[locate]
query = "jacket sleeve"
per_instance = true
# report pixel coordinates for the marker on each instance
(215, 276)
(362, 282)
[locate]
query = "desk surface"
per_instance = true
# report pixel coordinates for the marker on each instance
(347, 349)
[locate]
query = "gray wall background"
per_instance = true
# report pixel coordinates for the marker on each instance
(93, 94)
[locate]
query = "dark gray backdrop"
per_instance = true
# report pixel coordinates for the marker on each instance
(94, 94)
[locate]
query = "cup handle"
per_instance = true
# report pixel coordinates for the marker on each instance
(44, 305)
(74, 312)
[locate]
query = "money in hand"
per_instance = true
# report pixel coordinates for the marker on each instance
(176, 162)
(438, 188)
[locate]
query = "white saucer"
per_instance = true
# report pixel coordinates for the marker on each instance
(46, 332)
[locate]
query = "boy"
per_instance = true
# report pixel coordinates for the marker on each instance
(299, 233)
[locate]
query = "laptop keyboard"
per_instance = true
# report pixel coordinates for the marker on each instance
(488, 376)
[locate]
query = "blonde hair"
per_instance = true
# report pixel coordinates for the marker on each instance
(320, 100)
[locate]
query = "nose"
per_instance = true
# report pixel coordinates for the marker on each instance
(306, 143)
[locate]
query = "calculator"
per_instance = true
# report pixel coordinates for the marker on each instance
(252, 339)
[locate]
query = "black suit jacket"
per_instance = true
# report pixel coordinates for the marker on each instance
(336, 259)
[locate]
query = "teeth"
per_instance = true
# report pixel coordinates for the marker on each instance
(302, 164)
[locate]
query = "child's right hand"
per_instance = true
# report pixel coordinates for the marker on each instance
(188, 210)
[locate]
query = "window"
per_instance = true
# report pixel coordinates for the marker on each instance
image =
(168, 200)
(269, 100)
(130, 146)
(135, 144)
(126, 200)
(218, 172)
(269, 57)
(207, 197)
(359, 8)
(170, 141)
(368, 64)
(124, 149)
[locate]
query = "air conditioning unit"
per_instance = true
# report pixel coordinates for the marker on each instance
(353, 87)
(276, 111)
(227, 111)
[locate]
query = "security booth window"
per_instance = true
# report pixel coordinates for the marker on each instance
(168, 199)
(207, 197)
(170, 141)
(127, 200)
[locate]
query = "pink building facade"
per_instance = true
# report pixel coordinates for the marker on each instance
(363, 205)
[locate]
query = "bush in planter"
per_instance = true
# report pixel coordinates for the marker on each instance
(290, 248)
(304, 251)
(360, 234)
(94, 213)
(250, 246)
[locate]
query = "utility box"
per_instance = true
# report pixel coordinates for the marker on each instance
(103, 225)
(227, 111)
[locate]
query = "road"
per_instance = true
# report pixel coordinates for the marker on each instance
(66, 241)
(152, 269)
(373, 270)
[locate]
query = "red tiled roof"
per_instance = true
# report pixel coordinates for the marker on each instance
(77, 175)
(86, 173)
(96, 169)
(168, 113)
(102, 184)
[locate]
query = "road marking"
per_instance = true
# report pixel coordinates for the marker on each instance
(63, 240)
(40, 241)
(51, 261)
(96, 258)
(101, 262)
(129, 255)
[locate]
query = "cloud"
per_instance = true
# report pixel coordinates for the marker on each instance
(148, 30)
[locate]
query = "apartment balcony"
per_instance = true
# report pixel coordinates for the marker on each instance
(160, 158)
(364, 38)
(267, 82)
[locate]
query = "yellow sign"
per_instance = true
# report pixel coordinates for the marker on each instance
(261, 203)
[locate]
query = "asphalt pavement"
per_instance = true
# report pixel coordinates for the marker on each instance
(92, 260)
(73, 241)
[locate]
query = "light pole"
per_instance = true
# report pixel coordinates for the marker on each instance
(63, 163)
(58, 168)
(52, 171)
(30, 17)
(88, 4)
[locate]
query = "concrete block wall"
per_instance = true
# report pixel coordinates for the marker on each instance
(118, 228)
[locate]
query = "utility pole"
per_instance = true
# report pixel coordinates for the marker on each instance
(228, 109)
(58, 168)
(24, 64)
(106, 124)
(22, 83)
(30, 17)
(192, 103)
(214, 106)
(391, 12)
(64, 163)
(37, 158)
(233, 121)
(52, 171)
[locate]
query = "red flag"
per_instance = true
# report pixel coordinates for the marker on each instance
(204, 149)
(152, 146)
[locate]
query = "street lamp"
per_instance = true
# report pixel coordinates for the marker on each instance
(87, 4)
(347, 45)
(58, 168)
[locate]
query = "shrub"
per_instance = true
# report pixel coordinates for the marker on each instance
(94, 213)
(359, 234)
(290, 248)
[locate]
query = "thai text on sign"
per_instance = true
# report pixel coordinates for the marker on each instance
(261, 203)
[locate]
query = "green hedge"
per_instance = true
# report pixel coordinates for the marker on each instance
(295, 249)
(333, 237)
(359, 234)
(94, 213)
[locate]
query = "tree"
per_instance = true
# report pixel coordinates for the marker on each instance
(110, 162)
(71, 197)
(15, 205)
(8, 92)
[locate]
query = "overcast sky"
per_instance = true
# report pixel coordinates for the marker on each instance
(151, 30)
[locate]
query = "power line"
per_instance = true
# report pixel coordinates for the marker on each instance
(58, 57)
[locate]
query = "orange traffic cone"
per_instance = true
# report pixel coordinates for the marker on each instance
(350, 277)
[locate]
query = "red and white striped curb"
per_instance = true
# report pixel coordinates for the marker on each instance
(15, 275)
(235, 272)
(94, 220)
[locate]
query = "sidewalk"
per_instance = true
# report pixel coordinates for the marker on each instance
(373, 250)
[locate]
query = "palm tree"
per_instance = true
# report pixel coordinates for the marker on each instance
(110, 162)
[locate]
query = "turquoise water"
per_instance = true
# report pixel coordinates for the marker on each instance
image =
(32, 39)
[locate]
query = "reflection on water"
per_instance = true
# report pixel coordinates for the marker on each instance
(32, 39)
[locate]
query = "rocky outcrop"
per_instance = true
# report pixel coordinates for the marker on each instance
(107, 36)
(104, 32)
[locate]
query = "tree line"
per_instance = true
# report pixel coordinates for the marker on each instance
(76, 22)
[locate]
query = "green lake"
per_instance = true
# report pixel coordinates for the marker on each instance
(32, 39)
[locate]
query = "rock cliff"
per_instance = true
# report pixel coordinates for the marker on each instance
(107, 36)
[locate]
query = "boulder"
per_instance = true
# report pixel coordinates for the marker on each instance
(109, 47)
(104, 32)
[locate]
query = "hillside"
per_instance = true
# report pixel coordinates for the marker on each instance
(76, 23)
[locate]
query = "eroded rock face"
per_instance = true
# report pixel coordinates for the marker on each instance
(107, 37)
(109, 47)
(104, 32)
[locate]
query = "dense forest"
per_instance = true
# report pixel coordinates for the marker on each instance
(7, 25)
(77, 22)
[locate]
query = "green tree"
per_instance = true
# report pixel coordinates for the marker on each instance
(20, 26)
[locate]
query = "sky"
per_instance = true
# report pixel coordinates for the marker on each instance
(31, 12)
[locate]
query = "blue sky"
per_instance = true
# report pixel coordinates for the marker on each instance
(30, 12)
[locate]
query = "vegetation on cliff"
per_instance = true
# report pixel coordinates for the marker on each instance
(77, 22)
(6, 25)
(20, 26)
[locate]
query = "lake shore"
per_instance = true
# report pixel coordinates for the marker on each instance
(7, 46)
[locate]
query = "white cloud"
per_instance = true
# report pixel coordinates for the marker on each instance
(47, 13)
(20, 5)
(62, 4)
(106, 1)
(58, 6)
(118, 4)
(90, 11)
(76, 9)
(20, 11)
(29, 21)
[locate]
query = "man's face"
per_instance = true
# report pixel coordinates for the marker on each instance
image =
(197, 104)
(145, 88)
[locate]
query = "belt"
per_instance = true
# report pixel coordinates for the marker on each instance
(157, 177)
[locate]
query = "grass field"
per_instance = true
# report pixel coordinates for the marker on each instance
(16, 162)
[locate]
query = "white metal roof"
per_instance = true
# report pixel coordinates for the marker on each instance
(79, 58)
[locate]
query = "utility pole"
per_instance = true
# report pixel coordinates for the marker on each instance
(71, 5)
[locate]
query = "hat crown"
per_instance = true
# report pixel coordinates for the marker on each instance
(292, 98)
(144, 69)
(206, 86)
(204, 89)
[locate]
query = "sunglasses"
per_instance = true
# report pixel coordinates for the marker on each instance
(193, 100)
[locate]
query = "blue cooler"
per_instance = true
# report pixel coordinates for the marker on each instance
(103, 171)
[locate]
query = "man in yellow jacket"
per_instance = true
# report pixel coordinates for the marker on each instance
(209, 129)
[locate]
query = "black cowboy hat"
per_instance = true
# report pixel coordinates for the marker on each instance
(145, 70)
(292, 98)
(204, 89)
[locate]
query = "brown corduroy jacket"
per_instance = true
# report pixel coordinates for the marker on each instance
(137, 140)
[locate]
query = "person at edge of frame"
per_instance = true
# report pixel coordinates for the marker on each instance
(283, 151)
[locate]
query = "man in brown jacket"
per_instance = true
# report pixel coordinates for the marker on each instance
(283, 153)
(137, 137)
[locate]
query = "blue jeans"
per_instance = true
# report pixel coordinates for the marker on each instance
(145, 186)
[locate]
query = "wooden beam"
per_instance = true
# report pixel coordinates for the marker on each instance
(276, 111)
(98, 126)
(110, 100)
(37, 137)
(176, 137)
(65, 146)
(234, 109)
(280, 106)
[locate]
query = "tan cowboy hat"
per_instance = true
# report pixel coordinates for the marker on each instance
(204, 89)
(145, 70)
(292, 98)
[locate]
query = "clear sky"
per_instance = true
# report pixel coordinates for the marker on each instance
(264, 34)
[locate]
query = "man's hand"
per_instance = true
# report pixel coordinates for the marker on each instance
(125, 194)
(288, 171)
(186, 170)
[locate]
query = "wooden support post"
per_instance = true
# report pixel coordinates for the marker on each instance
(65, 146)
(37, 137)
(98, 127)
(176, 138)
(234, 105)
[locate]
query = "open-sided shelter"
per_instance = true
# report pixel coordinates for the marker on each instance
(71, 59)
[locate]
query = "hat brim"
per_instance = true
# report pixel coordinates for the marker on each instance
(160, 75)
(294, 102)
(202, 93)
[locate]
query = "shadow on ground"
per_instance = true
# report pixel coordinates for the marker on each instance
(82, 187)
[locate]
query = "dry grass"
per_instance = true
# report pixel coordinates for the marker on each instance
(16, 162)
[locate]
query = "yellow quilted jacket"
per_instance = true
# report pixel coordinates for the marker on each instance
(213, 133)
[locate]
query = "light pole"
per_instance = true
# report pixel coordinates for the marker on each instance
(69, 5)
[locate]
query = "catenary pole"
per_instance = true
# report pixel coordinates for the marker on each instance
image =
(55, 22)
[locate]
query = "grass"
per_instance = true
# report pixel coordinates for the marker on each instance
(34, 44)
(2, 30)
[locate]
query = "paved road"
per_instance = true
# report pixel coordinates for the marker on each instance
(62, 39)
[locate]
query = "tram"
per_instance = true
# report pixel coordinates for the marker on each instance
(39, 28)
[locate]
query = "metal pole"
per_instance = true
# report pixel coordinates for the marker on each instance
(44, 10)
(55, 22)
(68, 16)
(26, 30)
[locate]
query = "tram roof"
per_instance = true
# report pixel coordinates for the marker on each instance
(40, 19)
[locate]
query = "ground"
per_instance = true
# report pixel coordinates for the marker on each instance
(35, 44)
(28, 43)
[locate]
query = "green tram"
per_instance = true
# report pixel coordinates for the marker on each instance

# # # # # # #

• What is needed:
Give only the number of lines in the material above that contain the string "yellow", matching case exactly.

• Reply to the task:
3